Request => Only the run of lines from the one containing "TARGET = yellow shipping container" through the last line should be returned, exactly as written.

+ + + +

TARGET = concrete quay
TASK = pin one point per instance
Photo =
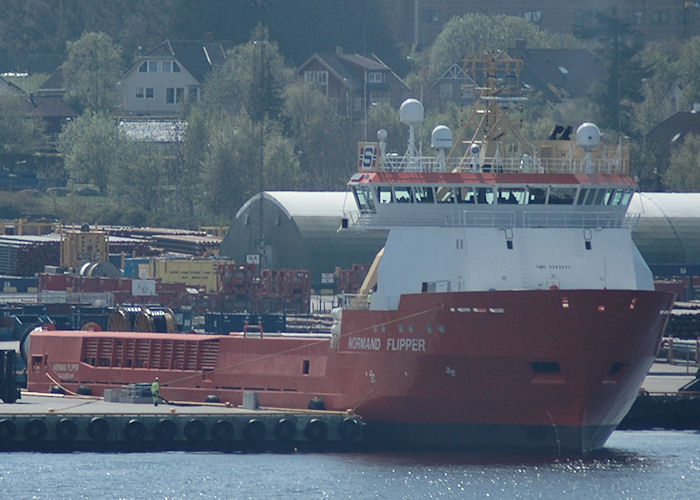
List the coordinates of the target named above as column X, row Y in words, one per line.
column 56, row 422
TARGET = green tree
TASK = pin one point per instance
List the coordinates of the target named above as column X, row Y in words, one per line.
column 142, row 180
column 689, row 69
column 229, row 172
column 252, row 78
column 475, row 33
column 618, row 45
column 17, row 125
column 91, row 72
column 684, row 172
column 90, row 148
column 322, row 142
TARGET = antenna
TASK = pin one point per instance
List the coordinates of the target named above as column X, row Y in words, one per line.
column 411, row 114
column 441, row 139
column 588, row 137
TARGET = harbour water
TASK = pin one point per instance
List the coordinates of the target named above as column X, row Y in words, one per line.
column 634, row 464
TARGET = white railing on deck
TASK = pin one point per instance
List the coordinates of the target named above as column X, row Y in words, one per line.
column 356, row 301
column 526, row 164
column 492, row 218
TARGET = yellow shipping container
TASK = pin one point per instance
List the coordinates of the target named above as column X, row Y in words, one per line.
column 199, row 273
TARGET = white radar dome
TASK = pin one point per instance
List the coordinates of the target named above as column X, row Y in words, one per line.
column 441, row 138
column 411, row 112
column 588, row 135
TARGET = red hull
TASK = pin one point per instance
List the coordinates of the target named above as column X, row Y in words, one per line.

+ + + +

Response to this exercise =>
TARGET = yellow shipping container
TASK = pin one point per instance
List the coordinates of the target named above as column X, row Y in words, one per line.
column 199, row 273
TARGET = white radar dome
TASK = pin one point per instance
List the coordinates of the target named above as column X, row Y in words, one per line.
column 441, row 138
column 411, row 112
column 588, row 135
TARGET = red hull
TASK = pin one point per instance
List the coordinates of the target named above as column X, row Y in words, one per line.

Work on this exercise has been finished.